- [Entries shown]
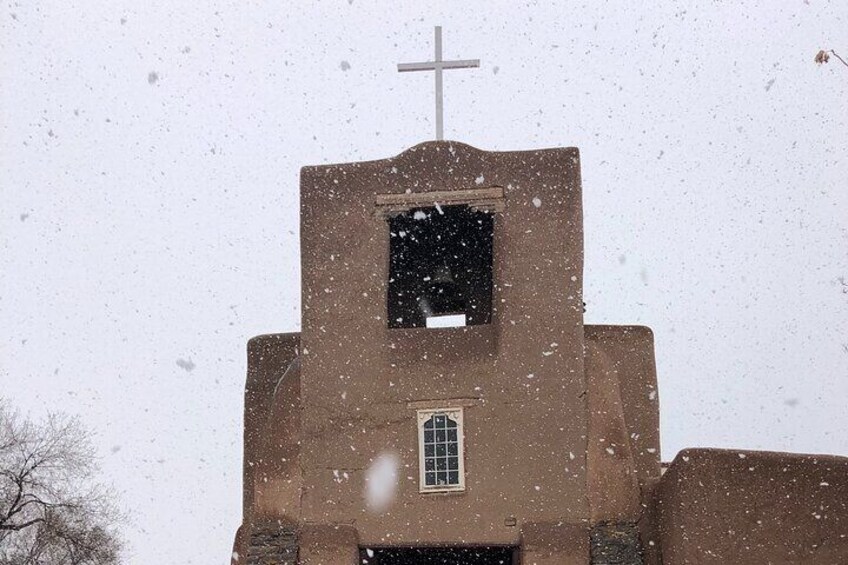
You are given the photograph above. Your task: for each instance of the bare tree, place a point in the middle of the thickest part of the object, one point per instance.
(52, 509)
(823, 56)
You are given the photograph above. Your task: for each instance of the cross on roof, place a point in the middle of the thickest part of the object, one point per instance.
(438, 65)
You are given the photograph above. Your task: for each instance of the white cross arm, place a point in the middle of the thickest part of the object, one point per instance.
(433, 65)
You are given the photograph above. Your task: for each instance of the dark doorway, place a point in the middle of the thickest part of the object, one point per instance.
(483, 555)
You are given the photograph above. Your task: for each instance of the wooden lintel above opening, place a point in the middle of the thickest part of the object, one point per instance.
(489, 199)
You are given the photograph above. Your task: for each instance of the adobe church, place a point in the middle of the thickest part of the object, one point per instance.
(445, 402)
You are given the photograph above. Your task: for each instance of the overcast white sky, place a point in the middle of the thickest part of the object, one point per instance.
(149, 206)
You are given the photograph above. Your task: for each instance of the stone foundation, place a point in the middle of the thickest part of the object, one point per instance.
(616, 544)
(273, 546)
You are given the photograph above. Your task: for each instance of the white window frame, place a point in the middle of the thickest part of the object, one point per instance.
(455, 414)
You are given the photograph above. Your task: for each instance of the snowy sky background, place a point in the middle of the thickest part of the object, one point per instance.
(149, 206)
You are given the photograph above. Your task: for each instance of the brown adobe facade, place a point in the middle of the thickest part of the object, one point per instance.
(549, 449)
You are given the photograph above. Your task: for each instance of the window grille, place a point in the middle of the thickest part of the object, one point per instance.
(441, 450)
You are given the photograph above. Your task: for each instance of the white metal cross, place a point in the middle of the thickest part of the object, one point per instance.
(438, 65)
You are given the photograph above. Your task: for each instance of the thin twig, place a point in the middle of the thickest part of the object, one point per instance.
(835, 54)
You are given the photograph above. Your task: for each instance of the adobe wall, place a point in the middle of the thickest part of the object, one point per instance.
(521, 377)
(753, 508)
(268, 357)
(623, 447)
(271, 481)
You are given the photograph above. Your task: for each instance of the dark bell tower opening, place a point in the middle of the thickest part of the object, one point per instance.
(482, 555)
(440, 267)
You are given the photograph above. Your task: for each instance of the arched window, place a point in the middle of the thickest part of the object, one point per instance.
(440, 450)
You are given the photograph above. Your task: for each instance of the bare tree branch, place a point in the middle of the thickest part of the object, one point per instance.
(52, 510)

- [Stated exercise] Arrange every line of the material above as a JSON list of strings, one string per line, with blank lines and the pictures left out.

- [The solution]
[
  "You are given the photograph above. Your task: for each instance of the bare tree, place a point in the middle of the thickest part of the object, one point per instance.",
  "(52, 509)",
  "(823, 56)",
  "You are given the photograph above. Your task: for each instance of the cross on roof, place a point in the middle of the thickest part of the object, one point per instance.",
  "(438, 65)",
  "You are given the photograph above. Your task: for each instance of the white cross arm, place a point in the middle of the thickest part of the object, one point per instance.",
  "(433, 65)",
  "You are given the photograph above. Your task: for each instance of the dark doorway, place a point in the middle of the thickest part of the object, one point per instance.",
  "(483, 555)",
  "You are given the photograph above. Your task: for each instance of the wooden lintel above opening, place a point in the middle of the thickest part of the object, one point per instance.",
  "(489, 199)",
  "You are given the photograph above. Your task: for each instance of the adobe church, place a point in the middle of the thickest part of the object, one point per instance.",
  "(445, 402)",
  "You are given the photograph above. Your task: for each instance of the overcast white sky, place a point in the middle of the thickest part of the object, one point per instance.",
  "(149, 206)",
  "You are given the photograph above. Your task: for each instance of the stone foundation, place a point in the middle of the thickest part of the object, one point per instance.",
  "(616, 544)",
  "(273, 546)",
  "You are given the photograph above. Your task: for each instance of the white window frame, place a point in the middle of the thickest part of the object, one point per instance.",
  "(455, 414)",
  "You are given the photograph above. Your task: for each instance of the snowy sky background, place a point in the middle of the thickest part of the object, one point per instance.",
  "(149, 206)",
  "You are given the photograph above. Your task: for each instance of the brown adobe facade, place a point in the middle of the thickest part of the object, one point per instance.",
  "(549, 449)",
  "You are given the photograph above. Your task: for each instance of the window grille, place a point in the middle of the thickest part of the object, one point per instance.",
  "(441, 450)",
  "You are given the photograph above. Your task: for each instance of the white metal cross, place a point in the middle of the thickest part of the object, one point per instance.",
  "(438, 65)",
  "You are given the photograph above. Your task: for each instance of the thin twig, place a point in the middle of the thickest part of the object, one point per instance.",
  "(835, 54)",
  "You are given the photograph above. Your task: for each instance of the adobe wall, place a point in the middle of the thickest part of the object, one point per instance.",
  "(521, 377)",
  "(753, 508)",
  "(268, 357)",
  "(623, 447)",
  "(271, 481)",
  "You are given the photograph above. Your task: for each instance of the dark bell tower opening, place a point in the middle of the thickest part of the object, one point per instance.",
  "(482, 555)",
  "(440, 267)",
  "You are given the photograph above. Your task: for each instance of the arched window, place a point in the middle of the thickest part of the object, one point per instance.",
  "(440, 450)",
  "You are given the photograph above. Your task: for each instance of the bare tree branch, place a point in the middle of the thickest part of the object, one point per instance.",
  "(52, 510)"
]